* **Requirement**:
The entire set of lines below should be copied exactly.

* **Source information**:
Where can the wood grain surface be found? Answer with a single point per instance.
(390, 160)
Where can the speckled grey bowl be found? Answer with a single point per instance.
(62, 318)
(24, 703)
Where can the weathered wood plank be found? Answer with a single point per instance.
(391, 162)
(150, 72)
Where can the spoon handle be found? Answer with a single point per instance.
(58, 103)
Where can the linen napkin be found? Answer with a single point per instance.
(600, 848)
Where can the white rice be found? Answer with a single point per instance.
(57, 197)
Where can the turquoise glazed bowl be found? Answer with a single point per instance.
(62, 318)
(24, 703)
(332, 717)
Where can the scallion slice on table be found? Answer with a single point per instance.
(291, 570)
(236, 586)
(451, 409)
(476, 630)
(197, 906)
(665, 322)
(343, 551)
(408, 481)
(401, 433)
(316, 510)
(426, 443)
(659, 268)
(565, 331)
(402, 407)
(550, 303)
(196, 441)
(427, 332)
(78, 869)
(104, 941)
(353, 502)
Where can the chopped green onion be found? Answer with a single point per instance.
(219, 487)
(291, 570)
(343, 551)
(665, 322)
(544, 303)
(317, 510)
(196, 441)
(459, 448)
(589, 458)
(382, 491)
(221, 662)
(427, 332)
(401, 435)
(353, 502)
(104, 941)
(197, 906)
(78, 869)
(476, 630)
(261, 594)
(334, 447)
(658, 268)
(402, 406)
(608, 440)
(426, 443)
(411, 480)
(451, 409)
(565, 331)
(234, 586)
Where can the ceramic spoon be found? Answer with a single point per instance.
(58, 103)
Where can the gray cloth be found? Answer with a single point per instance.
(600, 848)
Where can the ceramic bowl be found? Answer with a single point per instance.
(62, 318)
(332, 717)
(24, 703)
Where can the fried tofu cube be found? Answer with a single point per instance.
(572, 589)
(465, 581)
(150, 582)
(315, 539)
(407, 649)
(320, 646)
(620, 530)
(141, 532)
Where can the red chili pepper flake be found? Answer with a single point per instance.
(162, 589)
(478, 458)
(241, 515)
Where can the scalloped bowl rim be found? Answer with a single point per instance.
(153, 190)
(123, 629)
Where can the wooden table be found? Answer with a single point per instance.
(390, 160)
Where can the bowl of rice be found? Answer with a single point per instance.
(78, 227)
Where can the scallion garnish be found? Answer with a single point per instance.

* **Solution**:
Where can the wood grain surface be found? Answer with a single point per instance.
(390, 160)
Where can the speckled grey bowl be found? Answer with a single point per instance.
(62, 318)
(24, 703)
Where can the weathered wood plank be found? Answer with a single point per instance.
(391, 162)
(150, 72)
Where can the spoon handle be found? Answer with a single point per instance.
(58, 103)
Where can the linen napkin be found? Answer with a single point per instance.
(600, 848)
Where can the white rice be found? Answer with a single point per instance.
(57, 197)
Where can the turquoise glazed bowl be found? Answer with a single point per instance.
(62, 318)
(24, 703)
(332, 717)
Where can the scallion slice on table be found? Answer with a single point per instance.
(291, 570)
(236, 586)
(451, 409)
(476, 630)
(197, 906)
(665, 322)
(343, 551)
(408, 481)
(401, 433)
(316, 510)
(426, 443)
(659, 268)
(565, 331)
(402, 407)
(550, 303)
(196, 441)
(427, 332)
(78, 869)
(104, 941)
(353, 502)
Where can the chopped green onion be found? Answer with a single point per instance.
(219, 487)
(291, 570)
(343, 551)
(665, 322)
(544, 303)
(317, 510)
(196, 441)
(459, 448)
(589, 458)
(382, 491)
(221, 662)
(427, 332)
(401, 435)
(353, 502)
(104, 941)
(197, 906)
(78, 869)
(476, 630)
(261, 594)
(334, 447)
(658, 268)
(402, 406)
(608, 440)
(426, 443)
(411, 480)
(451, 409)
(565, 331)
(234, 586)
Where can the ceramic spoon be found? Answer with a single point per instance.
(58, 103)
Where can the gray cloth be found? Answer with a single point per instance.
(600, 848)
Where can the ceramic bowl be found? Answer with a single point per instance.
(62, 318)
(332, 717)
(24, 703)
Where can the fried tofu cube be found? Answer with a single point per instance.
(572, 589)
(465, 581)
(150, 582)
(315, 539)
(407, 649)
(320, 646)
(620, 530)
(141, 532)
Where can the red chili pepper flake be found? Answer with a single point per instance.
(162, 589)
(478, 458)
(241, 515)
Where can the scalloped bowl rim be found? Answer with a single point per instance.
(153, 190)
(123, 629)
Where can the wooden table be found? Answer with a single point per instance.
(390, 160)
Where can the bowl of rice be found? Answer with a single point per instance.
(78, 227)
Where can the scallion garnish be found? Answer with a single point per instance.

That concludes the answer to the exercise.